--- DATA EXCERPTS Enclosed Below ---

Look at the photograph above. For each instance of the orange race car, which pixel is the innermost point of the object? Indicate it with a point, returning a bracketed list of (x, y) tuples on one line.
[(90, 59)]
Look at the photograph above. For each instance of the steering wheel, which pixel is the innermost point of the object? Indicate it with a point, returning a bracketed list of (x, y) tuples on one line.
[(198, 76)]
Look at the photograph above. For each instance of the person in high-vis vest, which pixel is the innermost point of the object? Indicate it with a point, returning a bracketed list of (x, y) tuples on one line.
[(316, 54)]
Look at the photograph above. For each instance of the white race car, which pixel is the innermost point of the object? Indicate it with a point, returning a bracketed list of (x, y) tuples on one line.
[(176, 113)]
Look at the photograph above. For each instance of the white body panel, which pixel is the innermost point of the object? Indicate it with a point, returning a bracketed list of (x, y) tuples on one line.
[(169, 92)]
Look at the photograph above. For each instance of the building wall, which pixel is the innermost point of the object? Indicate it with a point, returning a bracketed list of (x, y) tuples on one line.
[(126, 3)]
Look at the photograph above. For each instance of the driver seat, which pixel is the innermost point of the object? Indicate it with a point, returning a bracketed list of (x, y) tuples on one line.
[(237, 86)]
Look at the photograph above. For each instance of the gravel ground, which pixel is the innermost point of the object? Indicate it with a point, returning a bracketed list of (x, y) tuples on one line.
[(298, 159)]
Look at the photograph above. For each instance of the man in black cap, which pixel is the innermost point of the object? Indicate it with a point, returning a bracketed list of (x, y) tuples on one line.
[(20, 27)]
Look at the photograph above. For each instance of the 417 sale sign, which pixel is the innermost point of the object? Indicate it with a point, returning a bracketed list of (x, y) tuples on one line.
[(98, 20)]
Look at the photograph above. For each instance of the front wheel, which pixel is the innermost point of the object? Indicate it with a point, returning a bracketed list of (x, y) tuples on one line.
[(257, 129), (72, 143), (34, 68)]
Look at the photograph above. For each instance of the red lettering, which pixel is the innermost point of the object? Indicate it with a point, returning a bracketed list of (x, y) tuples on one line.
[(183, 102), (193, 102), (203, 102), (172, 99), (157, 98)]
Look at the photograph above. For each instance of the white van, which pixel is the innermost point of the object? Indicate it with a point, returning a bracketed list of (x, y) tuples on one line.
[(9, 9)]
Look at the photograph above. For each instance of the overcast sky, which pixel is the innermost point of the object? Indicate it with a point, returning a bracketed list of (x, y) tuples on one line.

--- End of Enclosed DATA EXCERPTS ---

▸ WORK INSTRUCTIONS: Repeat all entries. Match them exactly.

▸ ANSWER FOR THIS EXERCISE:
Look at the photograph above. For each instance of the orange race car, which pixel is the innermost point of the object? Indicate it with a point, returning a bracketed list of (x, y) tuples on one line.
[(90, 59)]
Look at the photograph above. For each instance of the steering wheel, which pixel is the innermost point of the object? Indicate it with a point, returning a bracketed list of (x, y) tuples on one line.
[(198, 76)]
Look at the photograph above. For each instance of the person in high-vis vest, which pixel is the innermost point of the object? Indicate it with a point, returning a bracketed list of (x, y) tuples on one line.
[(316, 54)]
Look at the photograph above. For each instance of the white race car, which pixel is the innermost point of the object? Indicate it with a point, returning a bracketed list of (x, y) tuples on one line.
[(176, 113)]
Look at the photograph above. For each instance of the white body panel, which pixel is the innermost point of the object? Indicate it with a point, returning a bracketed list of (x, y) tuples on one line.
[(169, 92)]
Look at the photograph above. For each instance of the building wall, which pixel is the innermost point of the object? Indicate it with a point, returning a bracketed list of (x, y) tuples on one line.
[(126, 3)]
Look at the photograph above. For each instance of the driver seat, which pixel is the innermost point of the object? Indicate it with a point, returning a bracketed list of (x, y) tuples on one line.
[(237, 86)]
Look at the photograph above. For each instance of the gravel ground, which pixel is the innermost point of the object? Indicate it with a point, returning a bracketed list of (x, y) tuples on one line.
[(298, 159)]
Look at the photograph above. For each instance of the man in black cap, which pixel is the innermost point of the object? Indicate it with a point, returning a bracketed list of (x, y) tuples on one line.
[(20, 27)]
Look at the photograph above. For each instance of the 417 sale sign, which pixel is the innermost point of the object? Indicate it with a point, returning a bracketed list of (x, y) tuples on one line.
[(98, 20)]
Look at the photograph above. For each instance of the front wheel, which pixel is the innermost point of the object? Indicate it with a point, returning a bracketed list of (x, y) tuples on one line.
[(257, 129), (72, 143), (34, 68)]
Look at the photograph above. For each instance of the red lettering, which pixel is the innermost point of the object? Indicate it with a point, returning a bracketed list of (x, y) tuples on one line.
[(183, 102), (193, 102), (203, 102), (172, 99), (157, 98)]
Look at the photograph above. For each instance of the white van, which pixel is the innermost point of the object? Indicate it with a point, returning a bracketed list of (x, y) tuples on one line.
[(9, 9)]
Look at the photograph above. For each instance of the overcast sky, which pixel is the innermost point of the object? Indicate it with a point, returning a bracketed list of (x, y) tuples on one line.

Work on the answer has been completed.